# Task:
Return only the stretch of the material below that begins with the line containing "Could you please point to the concrete" and ends with the line containing "Could you please point to the bare", exactly; both of those lines belong to it.

# Records for the exercise:
════════════════

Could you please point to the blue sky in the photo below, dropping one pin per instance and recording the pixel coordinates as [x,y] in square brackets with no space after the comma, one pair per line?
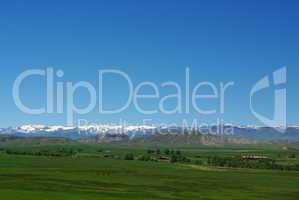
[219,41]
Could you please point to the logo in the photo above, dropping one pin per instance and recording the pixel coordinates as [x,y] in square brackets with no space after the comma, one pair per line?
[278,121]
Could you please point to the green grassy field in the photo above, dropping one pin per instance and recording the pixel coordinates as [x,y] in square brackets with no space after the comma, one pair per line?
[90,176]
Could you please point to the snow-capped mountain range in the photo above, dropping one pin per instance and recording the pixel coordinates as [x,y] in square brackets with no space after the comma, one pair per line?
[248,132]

════════════════

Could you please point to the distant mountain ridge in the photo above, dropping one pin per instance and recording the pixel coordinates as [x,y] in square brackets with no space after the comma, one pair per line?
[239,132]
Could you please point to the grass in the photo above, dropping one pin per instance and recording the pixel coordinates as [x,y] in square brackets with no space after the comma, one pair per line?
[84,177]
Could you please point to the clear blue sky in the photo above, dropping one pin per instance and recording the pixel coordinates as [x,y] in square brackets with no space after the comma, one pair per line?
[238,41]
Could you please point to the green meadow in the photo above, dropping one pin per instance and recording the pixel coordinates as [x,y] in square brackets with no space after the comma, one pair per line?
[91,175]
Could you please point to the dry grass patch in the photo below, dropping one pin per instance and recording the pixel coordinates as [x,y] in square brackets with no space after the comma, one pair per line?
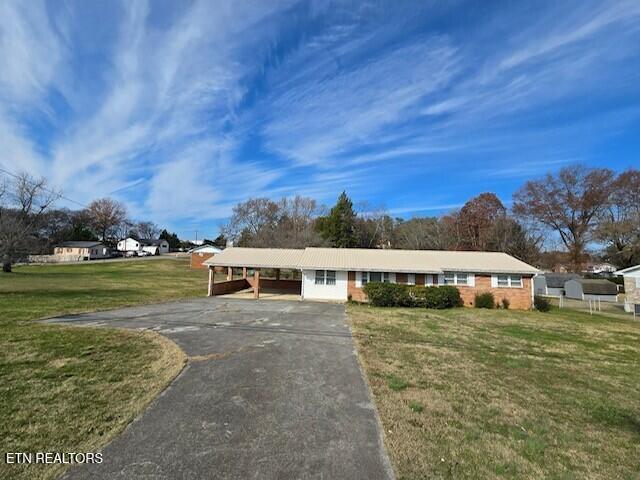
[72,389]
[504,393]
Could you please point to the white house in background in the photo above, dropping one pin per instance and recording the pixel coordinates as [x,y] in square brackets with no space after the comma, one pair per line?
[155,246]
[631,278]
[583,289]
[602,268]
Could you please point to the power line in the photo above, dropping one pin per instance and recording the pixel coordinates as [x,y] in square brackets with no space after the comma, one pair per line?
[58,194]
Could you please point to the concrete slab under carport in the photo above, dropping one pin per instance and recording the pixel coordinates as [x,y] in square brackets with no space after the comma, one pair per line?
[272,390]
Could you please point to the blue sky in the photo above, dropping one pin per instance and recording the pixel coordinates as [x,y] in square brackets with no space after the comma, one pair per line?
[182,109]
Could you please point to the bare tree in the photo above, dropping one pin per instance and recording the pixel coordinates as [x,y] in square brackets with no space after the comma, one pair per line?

════════════════

# Answer to the problem:
Could you please point to the concrete slab under carport in the photo above, dropping one pin per instance and recording the pixel coordinates as [x,y] in square brackets with no space after the comma, one pair per line?
[272,390]
Could you please point to the blue sky in the photo above, dropping one pin per instance and recording the pixel coordinates as [x,y] in square brackets with no space after the comma, one pair per line?
[182,109]
Could you please point to the bare tree in the photo above, dropping one pin per instance and recording the pixel coordinates as [x,y] in square brackets with no space after the comma, one pair per line?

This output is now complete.